Data records
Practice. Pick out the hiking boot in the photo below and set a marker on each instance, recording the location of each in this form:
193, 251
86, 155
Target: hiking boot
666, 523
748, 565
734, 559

Work task: Every line above needs to be repeated exactly as shown.

Finished task:
Practice. Pick out the hiking boot in the photo below and set a marker on each instance, recording the location of each in this form:
193, 251
86, 155
Target: hiking boot
666, 523
748, 565
734, 559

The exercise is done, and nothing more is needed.